→ Text section
The news comes from Liberty Times Net (via Taiwan News). They claim that after Animal Crossing: New Horizons had reportedly been banned in China (possibly due to Free Hong Kong Protest members using the game to share their message), that (in Taiwan News’ words) “Local metropolises are scrambling to draft laws to expand the scope of online censorship in video games.”
This would include expanding the “Great Firewall” (China’s heavily censored filters for Internet content) to video games, meaning players from China would not be able to interact with those in the rest of the world. Liberty Times Net also state that the proposed bans include existing games within the country.
The ban even proposes banning depictions of zombies and plagues due to the recent coronavirus pandemic, map editing, customizing clothes (though Taiwan News translates this as roleplaying- we are using Google Translate), and forming organizations.
It should be noted that the ban on depicting zombies has seemingly been in effect, with depictions of dead bodies and blood (including zombies and skeletons) being removed from games sold in the region- due to “insulting ancestors” and “promoting superstition”. However, the ban has not seemed to be consistent.
In addition, the bans propose an online gaming curfew between 10PM and 8AM for gamers under 18. This would seem to be one of the older laws already coming into effect from November 2019. This also includes restrictions on what 16 to 18 year-olds can spend in online games, up to 400 yuan (est. $56 USD) per month, with younger players restricted to 200 yuan (est. $28.29 USD) per month.
In other news, the Taiwanese Premier Su Tseng-chang has seemingly decried the ban of Animal Crossing: New Horizons in China, by stating no such ban would come to Taiwan.
“Democracy and freedom of speech are Taiwan’s most important values,” Tseng-chang stated. “Everyone can use any medium to say what they want to say, please everyone cherish this (“lifestyle”), go ahead and play at your heart’s content. […] Please cherish our Taiwan, a place where you can play video games freely.”

→ Task set
1. In the article on game censorship in China, list each thing that the sentence beginning "The ban even proposes banning" names as a proposed target of the ban.
2. According to the article on game censorship in China, how much may players aged 16 to 18 spend on online games each month?
The listing after this point is separate material and is not connected to the article on game censorship in China.

→ Source data
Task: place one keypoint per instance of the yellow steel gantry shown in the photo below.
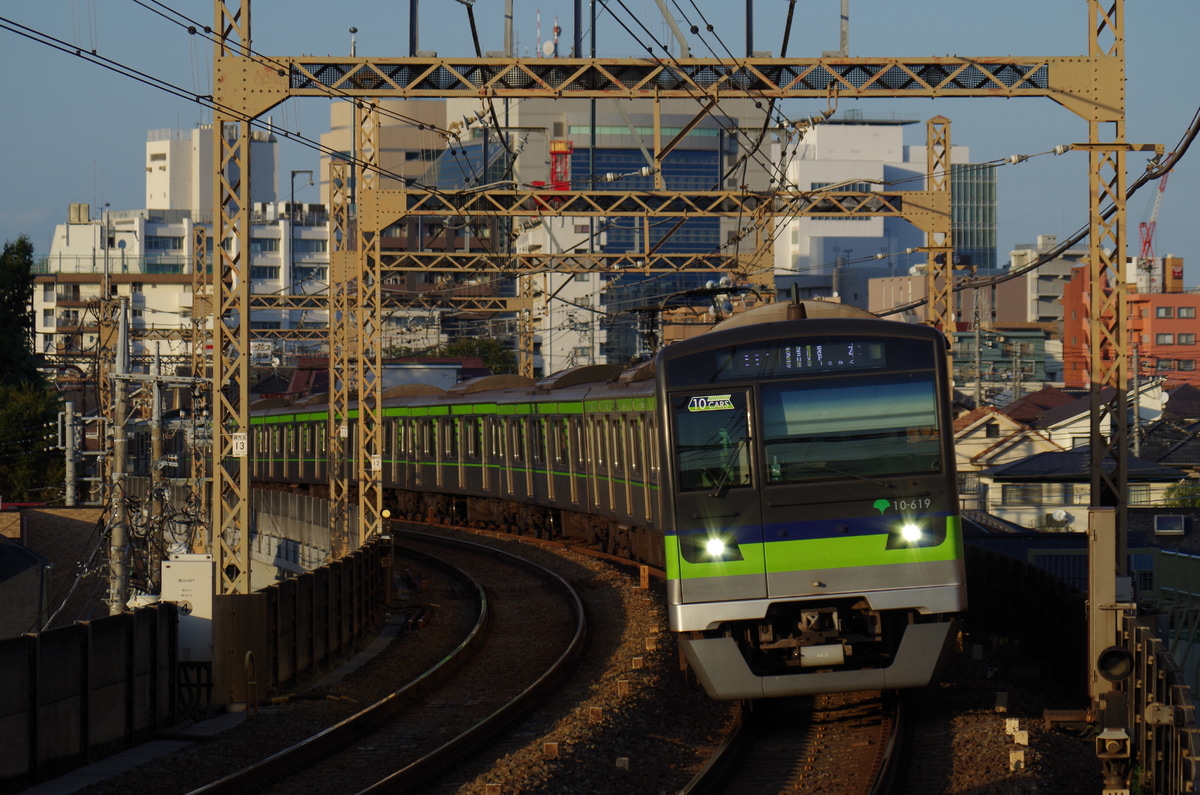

→ Responses by item number
1.
- Depictions of zombies and plagues
- Map editing
- Customizing clothes
- Forming organizations

2. Up to 400 yuan (est. $56 USD) per month.